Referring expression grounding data
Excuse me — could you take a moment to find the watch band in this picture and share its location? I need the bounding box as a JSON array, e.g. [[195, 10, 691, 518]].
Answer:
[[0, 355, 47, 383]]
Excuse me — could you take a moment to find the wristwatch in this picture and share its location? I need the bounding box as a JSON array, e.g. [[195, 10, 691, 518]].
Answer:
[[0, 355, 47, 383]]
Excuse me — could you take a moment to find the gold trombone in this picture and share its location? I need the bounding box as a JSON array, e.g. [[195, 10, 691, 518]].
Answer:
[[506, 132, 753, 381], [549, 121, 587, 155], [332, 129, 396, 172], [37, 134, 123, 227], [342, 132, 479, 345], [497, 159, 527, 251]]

* **Work to be completed**:
Copy each line of the data above without altering a single character.

* **Solution to the exercise**:
Excuse me — could you take a moment to find the watch band in this picture and share its location? I need the bounding box as a JSON array, e.g. [[195, 10, 691, 518]].
Answer:
[[0, 355, 47, 383]]
Excuse me — could you take a moment to find the wristwatch in this picture and share its location? I need the bounding box as a JSON array, e.g. [[195, 10, 691, 518]].
Answer:
[[0, 355, 47, 383]]
Excuse me — could you take a moment to find the gold trombone in this picture and share its location? I need the bounding box as a JSON array, e.g. [[195, 10, 691, 518]].
Answer:
[[506, 132, 753, 381], [549, 121, 587, 155], [332, 129, 396, 172], [37, 134, 123, 227], [342, 132, 479, 345], [497, 159, 527, 251]]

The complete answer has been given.